→ **Consignes de l'exercice**:
(A) Dans l'extrait, reprenez sous forme de liste plus courte le paragraphe qui commence par « Un autre dernier repas », en gardant l'essentiel.
(B) Redonnez mot pour mot le morceau de l'extrait qui va de « De cela, d’année » à « ce qu’il vienne. », ces deux bouts compris.

→ **Extrait choisi**:
========================================

De cela, d’année en année et de génération en génération, la célébration du rite fera mémoire.
Un dernier repas avec Jésus (1re lettre aux Corinthiens 11,23-26)
Moi (Paul), j’ai moi-même reçu du Seigneur ce que je vous ai transmis : la nuit où il était livré, le Seigneur Jésus prit du pain et, ayant rendu grâce, il le rompit et dit : « Ceci est mon corps, qui est pour vous. Faites cela en mémoire de moi ». Après le repas, il fit de même avec la coupe, en disant : « Cette coupe est la nouvelle alliance en mon sang. Chaque fois que vous en boirez, faites cela en mémoire de moi ». Ainsi donc, chaque fois que vous mangez ce pain et que vous buvez la coupe, c’est la mort du Seigneur que vous annoncez, jusqu’à ce qu’il vienne.
Un autre dernier repas, où à nouveau un corps et du sang sont donnés. Et « la nuit » qui, selon les évangiles synoptiques en tout cas, est celle du repas de la Pâque. Mais ce repas change de signe, si je puis dire. C’est le moment où Jésus présente son existence et sa mort prochaine comme un don total de sa personne (corps) et de sa vie (sang) « pour vous ». Ce don inaugure la nouvelle alliance, comme le don de la vie d’un agneau préludait à l’alliance du Sinaï, une première alliance scellée aussi dans le sang d’un animal (Exode 24,6-8). Mais qui dit nouvelle alliance dit qu’en Jésus, la relation entre Dieu et les humains se renouvelle. En se donnant lui-même dans un don nourrissant et vivifiant, Jésus signifie que Dieu est celui qui se donne sans réserve aux humains.

========================================

→ **Données fournies**:
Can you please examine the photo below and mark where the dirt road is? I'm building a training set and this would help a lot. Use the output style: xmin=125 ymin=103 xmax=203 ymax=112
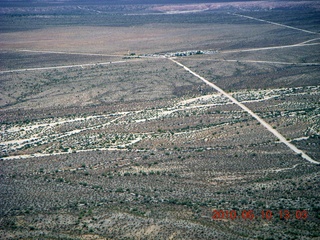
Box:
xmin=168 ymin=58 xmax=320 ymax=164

========================================

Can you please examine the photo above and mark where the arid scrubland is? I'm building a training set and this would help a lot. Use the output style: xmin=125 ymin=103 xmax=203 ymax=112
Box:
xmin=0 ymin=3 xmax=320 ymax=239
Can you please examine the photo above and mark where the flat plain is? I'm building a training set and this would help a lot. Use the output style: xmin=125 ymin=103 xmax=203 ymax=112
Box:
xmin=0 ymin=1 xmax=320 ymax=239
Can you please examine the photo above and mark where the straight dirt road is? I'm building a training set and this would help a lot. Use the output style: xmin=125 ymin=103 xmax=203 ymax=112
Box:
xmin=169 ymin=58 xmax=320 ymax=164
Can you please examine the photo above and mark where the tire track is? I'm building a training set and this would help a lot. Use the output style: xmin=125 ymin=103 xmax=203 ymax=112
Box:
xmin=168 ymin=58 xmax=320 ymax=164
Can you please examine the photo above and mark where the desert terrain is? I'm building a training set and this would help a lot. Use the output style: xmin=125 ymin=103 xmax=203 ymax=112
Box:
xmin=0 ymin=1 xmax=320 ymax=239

========================================

→ **Réponses par consigne**:
(A)
- C'est un autre dernier repas, où un corps et du sang sont encore donnés, la nuit qui, selon les évangiles synoptiques, est celle du repas de la Pâque.
- Ce repas change de sens : Jésus y présente sa vie et sa mort prochaine comme un don total de sa personne (corps) et de sa vie (sang) « pour vous ».
- Ce don ouvre la nouvelle alliance, comme le don de la vie d'un agneau annonçait l'alliance du Sinaï, elle aussi scellée dans le sang d'un animal (Exode 24,6-8).
- Nouvelle alliance veut dire qu'en Jésus, la relation entre Dieu et les humains se renouvelle.
- En se donnant comme nourriture et source de vie, Jésus montre que Dieu se donne sans réserve aux humains.

(B)
De cela, d’année en année et de génération en génération, la célébration du rite fera mémoire.
Un dernier repas avec Jésus (1re lettre aux Corinthiens 11,23-26)
Moi (Paul), j’ai moi-même reçu du Seigneur ce que je vous ai transmis : la nuit où il était livré, le Seigneur Jésus prit du pain et, ayant rendu grâce, il le rompit et dit : « Ceci est mon corps, qui est pour vous. Faites cela en mémoire de moi ». Après le repas, il fit de même avec la coupe, en disant : « Cette coupe est la nouvelle alliance en mon sang. Chaque fois que vous en boirez, faites cela en mémoire de moi ». Ainsi donc, chaque fois que vous mangez ce pain et que vous buvez la coupe, c’est la mort du Seigneur que vous annoncez, jusqu’à ce qu’il vienne.